Convert the items below into a numbered list that skips any blank lines. Leave the pictures out of your answer.

** Start of RECORDS SUPPLIED **

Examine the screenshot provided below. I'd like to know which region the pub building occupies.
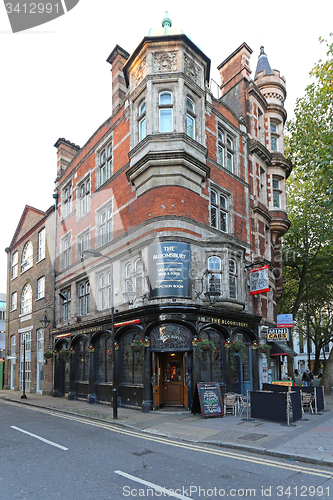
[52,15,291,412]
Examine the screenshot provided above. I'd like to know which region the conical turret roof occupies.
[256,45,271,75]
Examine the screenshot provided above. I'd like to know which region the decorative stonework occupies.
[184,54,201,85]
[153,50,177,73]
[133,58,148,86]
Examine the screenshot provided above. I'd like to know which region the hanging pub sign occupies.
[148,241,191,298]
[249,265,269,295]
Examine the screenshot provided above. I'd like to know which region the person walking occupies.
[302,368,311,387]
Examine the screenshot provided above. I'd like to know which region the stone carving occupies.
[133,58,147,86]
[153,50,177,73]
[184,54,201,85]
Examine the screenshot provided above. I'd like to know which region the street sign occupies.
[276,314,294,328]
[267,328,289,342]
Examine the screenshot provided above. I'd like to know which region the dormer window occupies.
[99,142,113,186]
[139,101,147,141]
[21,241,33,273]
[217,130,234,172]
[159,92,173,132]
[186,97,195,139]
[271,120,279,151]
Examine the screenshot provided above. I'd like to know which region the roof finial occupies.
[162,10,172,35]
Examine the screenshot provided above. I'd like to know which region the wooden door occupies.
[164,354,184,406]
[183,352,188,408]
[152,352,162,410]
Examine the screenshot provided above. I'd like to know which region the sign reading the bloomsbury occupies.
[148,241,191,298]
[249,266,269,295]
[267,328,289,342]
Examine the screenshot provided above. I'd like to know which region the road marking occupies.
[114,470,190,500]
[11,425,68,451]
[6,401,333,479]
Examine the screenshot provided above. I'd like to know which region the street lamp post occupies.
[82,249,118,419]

** End of RECORDS SUPPLIED **

# RESPONSE TO THIS TASK
1. Examine the screenshot provided below. I'd like to know which region the pub building occupies.
2. [52,15,291,412]
3. Examine the screenshot provided above. I'd like to know which region the conical turret roof occupies.
4. [256,45,271,75]
5. Examine the screenshot provided above. I'd like to know which region the decorative stonework occupies.
6. [184,54,201,85]
7. [153,50,177,73]
8. [133,58,148,86]
9. Examine the screenshot provided above. I'd like to know which region the hanging pub sign occupies.
10. [148,241,191,298]
11. [249,265,269,295]
12. Examine the screenshot provided above. I'd like to know which region the person walking occupies.
13. [302,368,311,387]
14. Examine the screenshot provided above. I'd like to know which region the stone carving occupies.
15. [133,58,147,86]
16. [153,50,177,73]
17. [184,54,201,85]
18. Examine the screenshot provided above. I'd like to know which region the street sign occupies.
19. [276,314,294,328]
20. [267,328,289,342]
21. Examine the screenshot provided above. I'd like to know which region the dormer window occupies.
22. [99,142,113,186]
23. [139,101,147,141]
24. [21,241,33,273]
25. [217,130,234,172]
26. [159,92,173,132]
27. [186,97,195,139]
28. [271,120,279,151]
29. Examine the screenshot provided above. I'd like to know which region the roof finial occupies.
30. [162,10,172,35]
31. Examine the screenshot provided above. I'd like to know which region the wooden door occupies.
32. [164,354,184,406]
33. [183,352,188,408]
34. [152,352,162,410]
35. Examine the screenshot provided above. I'd like to know which region the sign reading the bloomsbury occupies.
36. [148,241,191,298]
37. [249,266,269,295]
38. [267,328,289,342]
39. Examine the screenshot provided above. I'd like to know which region the road marking occupies.
40. [114,470,190,500]
41. [11,425,68,451]
42. [6,401,333,479]
43. Examine the screenshot provided above. I'd like to know which region the street lamp post occupies.
44. [82,249,118,419]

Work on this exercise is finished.